Mission not accomplished, actually
REVIEWED BY COLIN FREEZE
From Saturday’s Globe and Mail
On Sept. 11, 2001, I was among a team of reporters who drove from Toronto to New York City. We arrived at midnight. It was the fist time I ever saw the Manhattan skyline, and it was dwarfed by an enormous smoke plume. Nearly 3,000 people were underneath the rubble of what had been the World Trade Center.
The Longest War: The Enduring Conflict Between America and Al-Qaeda, by Peter L. Bergen, Free Press. 473 pages, $32
To see this was to feel as if New York had been hit by an inscrutable bolt from the blue – not merely Boeing 767s commandeered by terrorists. Very few people had insights into al-Qaeda in those days; I certainly had none. In fact, most “authorities” – journalists, academics, intelligence professionals and government officials – knew far less than they should have known.
The consequence? A year and a half after the Afghanistan-trained suicide hijackers struck, American soldiers were busying themselves with toppling statues of Saddam Hussein – in Baghdad. This rapid-fire chain of global events had had its own convoluted logic, one that had cried out at almost every point for more sober assessment.
Many volumes have since been published on the 9/11 attacks, the rise of jihadist ideology and the intelligence failures of the U.S. government. Now, one journalist seeks to synthesize much of this into one cogent, pithy work, and he is a writer uniquely qualified for the job.
Peter Bergen looked Osama bin Laden in the eye in 1997. He was a prescient television producer then, part of a CNN team that interviewed the Saudi militant in Afghanistan to document al-Qaeda’s declaration of war against the United States.
····················
**Stated exercise A**
According to the book review, in what year did Peter Bergen look Osama bin Laden in the eye?
**Stated exercise B**
List every line of the records that contains the string "window".
····················
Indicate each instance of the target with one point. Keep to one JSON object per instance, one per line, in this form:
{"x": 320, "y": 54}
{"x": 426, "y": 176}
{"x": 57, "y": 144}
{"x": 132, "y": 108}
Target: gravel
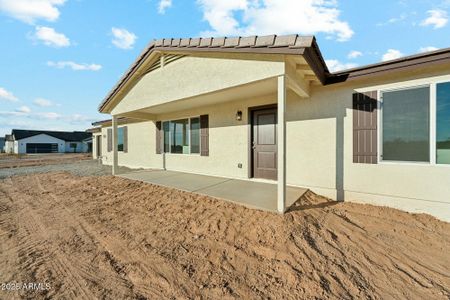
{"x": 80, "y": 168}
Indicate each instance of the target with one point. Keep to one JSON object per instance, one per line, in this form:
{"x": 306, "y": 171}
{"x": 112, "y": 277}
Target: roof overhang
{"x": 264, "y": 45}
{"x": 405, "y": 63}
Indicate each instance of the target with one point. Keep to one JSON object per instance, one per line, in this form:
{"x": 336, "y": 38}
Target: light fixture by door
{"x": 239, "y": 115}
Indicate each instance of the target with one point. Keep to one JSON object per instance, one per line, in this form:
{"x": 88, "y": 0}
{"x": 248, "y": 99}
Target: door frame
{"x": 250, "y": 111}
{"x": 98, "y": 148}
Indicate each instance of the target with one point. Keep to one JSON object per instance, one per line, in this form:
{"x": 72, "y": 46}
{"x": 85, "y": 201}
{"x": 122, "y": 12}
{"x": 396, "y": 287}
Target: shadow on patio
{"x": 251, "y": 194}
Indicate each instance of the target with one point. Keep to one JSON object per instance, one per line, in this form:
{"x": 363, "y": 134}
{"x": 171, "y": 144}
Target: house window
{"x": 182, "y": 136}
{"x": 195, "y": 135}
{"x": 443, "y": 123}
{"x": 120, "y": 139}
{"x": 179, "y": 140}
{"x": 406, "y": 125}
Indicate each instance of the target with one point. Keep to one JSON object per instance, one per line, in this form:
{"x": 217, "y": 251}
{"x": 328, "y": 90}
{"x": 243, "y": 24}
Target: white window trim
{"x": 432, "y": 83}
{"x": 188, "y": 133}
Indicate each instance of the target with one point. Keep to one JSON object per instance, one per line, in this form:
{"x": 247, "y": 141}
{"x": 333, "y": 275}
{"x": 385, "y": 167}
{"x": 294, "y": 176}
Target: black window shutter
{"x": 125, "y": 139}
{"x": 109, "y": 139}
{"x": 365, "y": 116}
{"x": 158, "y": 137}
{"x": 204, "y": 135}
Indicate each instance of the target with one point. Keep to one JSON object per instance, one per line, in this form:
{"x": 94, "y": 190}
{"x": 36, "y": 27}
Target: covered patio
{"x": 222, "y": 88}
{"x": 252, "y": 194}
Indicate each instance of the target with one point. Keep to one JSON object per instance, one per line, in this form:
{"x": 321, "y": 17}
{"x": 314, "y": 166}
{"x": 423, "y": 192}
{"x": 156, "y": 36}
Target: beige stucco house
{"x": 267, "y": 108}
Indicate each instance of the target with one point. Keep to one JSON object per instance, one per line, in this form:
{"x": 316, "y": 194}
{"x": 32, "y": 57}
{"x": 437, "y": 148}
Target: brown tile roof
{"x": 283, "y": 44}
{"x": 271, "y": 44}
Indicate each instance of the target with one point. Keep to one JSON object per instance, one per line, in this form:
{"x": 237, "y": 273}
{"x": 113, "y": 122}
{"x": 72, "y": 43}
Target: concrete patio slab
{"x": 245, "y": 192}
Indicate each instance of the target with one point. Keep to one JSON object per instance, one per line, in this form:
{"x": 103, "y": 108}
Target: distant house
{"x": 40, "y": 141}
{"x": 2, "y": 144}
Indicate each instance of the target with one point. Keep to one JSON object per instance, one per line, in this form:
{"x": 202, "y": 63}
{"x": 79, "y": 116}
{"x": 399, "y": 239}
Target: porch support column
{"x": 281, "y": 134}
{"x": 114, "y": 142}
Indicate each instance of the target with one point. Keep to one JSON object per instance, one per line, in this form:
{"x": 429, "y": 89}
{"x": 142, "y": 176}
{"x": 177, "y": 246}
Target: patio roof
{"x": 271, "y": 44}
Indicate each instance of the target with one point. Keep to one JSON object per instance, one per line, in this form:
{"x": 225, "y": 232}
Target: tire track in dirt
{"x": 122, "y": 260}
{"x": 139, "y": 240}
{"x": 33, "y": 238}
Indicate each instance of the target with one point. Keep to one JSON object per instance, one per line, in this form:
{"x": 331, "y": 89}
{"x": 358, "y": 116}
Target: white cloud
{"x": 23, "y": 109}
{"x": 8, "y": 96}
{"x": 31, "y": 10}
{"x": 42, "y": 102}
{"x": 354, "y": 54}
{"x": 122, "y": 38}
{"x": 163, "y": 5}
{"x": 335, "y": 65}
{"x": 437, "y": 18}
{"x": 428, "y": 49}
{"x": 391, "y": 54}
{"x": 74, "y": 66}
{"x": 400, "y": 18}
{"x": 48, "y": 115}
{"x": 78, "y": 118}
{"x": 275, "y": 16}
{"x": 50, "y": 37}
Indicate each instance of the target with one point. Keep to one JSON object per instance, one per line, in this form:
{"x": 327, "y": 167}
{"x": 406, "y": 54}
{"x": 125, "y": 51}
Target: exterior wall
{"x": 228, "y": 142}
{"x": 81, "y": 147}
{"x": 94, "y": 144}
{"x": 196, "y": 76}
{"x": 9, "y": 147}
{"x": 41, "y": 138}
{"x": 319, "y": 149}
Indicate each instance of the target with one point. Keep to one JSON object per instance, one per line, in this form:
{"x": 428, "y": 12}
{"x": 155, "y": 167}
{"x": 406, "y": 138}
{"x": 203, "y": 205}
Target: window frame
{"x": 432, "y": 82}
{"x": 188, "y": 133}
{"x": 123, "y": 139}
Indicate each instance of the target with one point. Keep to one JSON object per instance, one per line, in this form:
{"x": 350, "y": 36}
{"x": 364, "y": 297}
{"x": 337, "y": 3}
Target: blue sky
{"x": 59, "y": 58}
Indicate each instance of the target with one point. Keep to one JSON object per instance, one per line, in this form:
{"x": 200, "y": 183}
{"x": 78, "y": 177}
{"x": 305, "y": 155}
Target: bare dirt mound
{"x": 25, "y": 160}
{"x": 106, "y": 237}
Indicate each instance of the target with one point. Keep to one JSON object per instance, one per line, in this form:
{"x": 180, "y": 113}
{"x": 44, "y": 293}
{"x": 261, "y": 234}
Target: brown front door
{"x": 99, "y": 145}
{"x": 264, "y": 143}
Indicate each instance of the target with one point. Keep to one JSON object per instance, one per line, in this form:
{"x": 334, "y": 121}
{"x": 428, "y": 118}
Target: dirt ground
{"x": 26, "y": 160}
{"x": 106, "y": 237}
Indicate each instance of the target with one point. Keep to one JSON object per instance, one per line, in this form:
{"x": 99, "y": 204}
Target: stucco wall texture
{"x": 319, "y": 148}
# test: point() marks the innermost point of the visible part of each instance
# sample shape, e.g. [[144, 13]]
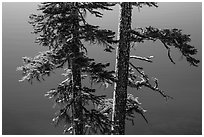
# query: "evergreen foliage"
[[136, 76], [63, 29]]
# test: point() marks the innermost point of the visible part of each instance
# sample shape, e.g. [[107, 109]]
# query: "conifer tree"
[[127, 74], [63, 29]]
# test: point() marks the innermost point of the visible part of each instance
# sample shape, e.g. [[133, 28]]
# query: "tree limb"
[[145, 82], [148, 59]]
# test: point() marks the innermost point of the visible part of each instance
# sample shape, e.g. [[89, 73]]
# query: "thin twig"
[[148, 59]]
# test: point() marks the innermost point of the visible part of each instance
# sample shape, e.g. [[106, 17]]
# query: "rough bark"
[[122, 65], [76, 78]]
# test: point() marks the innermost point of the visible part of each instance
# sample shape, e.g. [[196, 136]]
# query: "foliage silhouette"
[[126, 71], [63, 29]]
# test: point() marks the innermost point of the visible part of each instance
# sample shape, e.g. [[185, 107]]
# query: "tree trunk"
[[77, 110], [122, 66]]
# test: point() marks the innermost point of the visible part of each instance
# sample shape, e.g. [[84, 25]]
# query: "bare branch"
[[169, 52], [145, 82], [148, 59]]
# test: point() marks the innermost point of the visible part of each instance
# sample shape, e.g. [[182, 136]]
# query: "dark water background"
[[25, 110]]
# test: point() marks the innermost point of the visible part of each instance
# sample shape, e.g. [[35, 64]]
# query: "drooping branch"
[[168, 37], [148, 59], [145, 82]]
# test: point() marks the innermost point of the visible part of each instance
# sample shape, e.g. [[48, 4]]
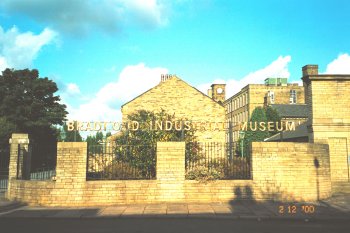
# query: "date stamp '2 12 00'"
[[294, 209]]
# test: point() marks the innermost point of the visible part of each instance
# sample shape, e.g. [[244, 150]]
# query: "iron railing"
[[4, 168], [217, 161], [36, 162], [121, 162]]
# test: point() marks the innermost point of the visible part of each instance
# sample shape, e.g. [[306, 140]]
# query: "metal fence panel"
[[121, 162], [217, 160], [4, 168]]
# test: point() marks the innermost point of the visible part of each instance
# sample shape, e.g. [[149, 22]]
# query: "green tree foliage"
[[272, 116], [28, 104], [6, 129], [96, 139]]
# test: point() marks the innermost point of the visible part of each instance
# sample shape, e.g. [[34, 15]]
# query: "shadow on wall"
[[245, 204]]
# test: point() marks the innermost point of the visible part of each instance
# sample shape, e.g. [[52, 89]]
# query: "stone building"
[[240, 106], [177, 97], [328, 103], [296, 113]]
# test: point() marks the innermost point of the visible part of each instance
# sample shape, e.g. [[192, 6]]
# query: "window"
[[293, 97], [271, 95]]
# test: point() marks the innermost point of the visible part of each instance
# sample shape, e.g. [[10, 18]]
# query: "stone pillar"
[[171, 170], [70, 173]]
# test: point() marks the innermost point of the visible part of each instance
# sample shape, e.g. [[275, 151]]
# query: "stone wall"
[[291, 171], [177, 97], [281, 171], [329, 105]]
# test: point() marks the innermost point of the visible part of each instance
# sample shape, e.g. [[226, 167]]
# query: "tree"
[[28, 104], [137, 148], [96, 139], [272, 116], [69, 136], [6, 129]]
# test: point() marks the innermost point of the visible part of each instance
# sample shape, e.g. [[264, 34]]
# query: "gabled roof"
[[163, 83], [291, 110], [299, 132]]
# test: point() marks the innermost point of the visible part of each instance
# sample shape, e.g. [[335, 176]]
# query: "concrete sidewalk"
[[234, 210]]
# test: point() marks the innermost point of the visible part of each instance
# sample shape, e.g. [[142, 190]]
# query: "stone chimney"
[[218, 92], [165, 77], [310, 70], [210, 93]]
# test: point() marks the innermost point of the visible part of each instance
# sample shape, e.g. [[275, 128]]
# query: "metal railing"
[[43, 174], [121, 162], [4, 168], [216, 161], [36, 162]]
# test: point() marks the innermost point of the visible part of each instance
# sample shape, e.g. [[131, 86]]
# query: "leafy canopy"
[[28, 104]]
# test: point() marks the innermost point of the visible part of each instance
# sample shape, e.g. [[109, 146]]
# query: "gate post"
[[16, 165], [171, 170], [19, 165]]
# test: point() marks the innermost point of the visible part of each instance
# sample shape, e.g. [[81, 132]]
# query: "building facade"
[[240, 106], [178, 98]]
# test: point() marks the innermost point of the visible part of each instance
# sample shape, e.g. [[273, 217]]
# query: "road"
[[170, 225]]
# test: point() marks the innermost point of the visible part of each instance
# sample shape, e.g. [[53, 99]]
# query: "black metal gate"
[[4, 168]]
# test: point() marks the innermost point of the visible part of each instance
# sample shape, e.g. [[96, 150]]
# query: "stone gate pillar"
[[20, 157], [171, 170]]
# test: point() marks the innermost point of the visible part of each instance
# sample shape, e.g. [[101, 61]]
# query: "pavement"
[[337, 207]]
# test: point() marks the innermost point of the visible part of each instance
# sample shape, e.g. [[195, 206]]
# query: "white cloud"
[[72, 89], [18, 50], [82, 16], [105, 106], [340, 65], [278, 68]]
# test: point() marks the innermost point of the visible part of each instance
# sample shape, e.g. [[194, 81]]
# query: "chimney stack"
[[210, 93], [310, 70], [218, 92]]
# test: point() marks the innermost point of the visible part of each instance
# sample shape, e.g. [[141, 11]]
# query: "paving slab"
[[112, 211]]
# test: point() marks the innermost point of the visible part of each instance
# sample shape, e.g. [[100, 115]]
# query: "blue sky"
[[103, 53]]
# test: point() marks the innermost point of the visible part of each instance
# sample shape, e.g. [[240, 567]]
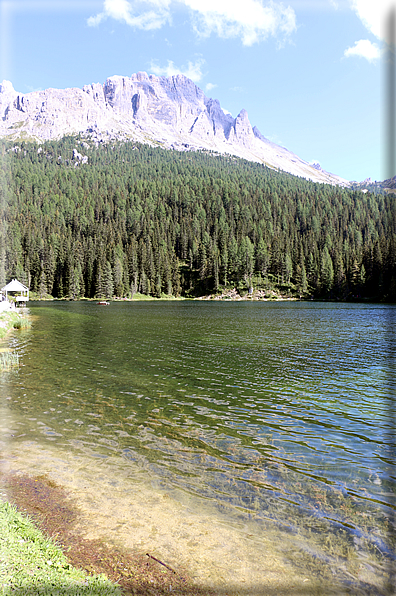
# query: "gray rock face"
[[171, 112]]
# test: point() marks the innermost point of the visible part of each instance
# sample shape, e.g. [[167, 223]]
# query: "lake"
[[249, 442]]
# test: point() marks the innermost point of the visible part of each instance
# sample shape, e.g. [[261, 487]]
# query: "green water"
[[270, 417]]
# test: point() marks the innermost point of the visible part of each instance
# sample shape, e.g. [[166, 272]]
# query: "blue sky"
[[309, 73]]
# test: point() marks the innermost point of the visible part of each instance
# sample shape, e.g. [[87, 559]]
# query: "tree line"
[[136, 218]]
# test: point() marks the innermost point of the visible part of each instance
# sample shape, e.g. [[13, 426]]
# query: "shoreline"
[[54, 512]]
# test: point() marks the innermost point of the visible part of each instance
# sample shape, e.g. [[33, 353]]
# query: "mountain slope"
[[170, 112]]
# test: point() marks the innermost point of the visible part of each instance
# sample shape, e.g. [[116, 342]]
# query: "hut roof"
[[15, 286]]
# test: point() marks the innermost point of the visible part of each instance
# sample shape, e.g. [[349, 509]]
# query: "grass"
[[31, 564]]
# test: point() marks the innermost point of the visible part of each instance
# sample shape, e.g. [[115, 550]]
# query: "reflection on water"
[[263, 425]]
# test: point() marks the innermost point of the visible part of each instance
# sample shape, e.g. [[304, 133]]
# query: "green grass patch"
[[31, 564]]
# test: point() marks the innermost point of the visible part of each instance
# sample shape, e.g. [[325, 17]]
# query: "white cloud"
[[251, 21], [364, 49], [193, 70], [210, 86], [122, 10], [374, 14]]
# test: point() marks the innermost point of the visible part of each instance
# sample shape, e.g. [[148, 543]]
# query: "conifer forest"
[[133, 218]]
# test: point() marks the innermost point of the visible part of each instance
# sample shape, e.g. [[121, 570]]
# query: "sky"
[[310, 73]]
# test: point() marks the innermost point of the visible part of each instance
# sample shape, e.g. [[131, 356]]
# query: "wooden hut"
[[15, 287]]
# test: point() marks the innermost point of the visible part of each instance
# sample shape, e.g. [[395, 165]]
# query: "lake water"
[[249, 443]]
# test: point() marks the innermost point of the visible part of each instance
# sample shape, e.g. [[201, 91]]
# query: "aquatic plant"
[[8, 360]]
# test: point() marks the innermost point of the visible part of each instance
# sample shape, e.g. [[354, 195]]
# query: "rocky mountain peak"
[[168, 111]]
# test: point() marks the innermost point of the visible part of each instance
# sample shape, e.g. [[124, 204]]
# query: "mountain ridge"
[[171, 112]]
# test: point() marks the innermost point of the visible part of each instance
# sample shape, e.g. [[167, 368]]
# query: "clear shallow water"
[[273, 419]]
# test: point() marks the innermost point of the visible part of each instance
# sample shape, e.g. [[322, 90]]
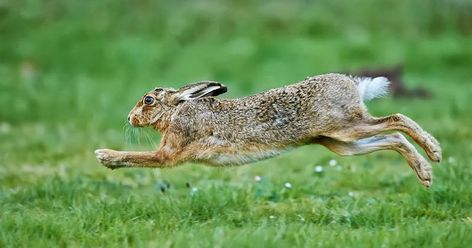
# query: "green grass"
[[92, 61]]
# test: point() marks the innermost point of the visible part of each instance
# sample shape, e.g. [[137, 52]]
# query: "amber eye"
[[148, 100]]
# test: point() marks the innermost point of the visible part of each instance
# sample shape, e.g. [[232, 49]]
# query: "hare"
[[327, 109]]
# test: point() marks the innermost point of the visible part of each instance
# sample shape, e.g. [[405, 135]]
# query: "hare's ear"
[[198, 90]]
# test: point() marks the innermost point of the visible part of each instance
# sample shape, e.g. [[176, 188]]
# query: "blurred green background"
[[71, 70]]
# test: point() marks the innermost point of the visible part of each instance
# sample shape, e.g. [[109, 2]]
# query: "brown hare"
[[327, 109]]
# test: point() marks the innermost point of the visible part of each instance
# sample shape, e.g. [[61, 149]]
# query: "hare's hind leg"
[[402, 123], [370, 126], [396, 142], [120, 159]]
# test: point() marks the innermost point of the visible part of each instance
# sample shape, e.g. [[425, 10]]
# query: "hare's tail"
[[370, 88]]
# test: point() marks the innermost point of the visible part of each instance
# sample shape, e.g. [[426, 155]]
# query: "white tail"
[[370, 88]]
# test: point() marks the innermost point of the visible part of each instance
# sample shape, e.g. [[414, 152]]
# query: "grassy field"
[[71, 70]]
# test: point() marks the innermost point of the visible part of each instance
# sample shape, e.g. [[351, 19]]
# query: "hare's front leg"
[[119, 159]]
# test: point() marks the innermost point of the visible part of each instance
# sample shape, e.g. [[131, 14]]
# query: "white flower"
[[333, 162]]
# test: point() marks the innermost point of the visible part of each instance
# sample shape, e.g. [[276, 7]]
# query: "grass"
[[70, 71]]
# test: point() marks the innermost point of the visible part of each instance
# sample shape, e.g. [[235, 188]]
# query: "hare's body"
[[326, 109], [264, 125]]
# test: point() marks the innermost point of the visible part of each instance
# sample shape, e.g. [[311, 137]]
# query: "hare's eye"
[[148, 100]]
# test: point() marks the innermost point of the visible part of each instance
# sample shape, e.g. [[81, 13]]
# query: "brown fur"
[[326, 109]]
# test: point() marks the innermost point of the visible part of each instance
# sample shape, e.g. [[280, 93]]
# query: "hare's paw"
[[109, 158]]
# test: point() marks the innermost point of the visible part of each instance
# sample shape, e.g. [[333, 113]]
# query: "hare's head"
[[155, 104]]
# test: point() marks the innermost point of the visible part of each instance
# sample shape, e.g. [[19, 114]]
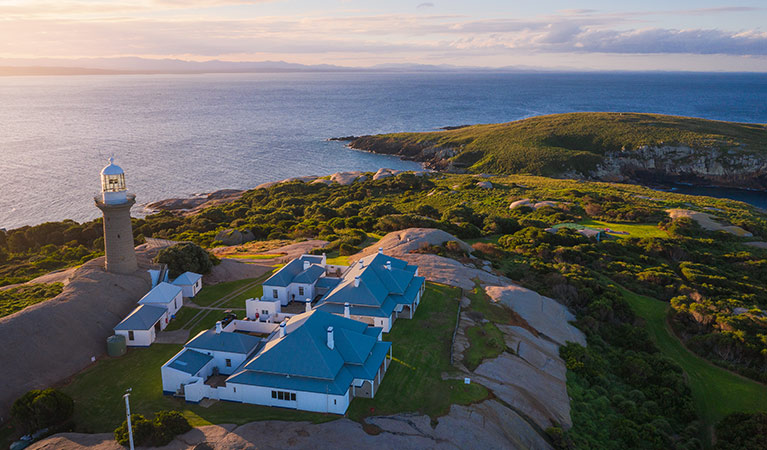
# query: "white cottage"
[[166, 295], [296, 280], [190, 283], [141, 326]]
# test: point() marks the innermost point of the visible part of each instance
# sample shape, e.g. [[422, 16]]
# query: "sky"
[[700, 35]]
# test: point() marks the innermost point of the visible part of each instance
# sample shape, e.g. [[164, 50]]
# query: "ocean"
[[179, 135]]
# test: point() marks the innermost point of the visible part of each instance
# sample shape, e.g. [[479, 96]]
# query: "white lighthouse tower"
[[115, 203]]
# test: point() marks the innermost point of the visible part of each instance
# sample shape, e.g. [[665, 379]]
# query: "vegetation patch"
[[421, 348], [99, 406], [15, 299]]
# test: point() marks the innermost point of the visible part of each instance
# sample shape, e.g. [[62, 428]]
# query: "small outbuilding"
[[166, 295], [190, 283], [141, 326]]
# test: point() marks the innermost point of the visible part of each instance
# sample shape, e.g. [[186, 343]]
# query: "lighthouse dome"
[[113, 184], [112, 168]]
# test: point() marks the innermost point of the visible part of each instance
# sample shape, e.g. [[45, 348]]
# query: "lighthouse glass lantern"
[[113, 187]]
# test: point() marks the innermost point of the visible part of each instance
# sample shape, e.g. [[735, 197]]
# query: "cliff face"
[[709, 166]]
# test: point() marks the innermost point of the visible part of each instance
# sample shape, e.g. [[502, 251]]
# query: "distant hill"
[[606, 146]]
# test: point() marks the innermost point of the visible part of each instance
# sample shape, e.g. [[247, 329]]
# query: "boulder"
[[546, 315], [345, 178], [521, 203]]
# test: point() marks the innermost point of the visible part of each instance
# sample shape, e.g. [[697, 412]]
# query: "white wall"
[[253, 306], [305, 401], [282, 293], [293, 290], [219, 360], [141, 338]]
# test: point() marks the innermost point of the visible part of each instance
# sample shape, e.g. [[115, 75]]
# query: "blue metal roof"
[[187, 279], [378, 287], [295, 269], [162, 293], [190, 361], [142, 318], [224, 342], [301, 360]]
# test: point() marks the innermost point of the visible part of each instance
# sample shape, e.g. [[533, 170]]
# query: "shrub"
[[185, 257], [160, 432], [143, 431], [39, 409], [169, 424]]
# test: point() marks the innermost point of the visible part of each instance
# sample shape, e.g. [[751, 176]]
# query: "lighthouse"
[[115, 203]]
····················
**Correct output A**
1997

**Correct output B**
Target: house window
Target: white window trim
Target: black window shutter
Target: window frame
# query: "window"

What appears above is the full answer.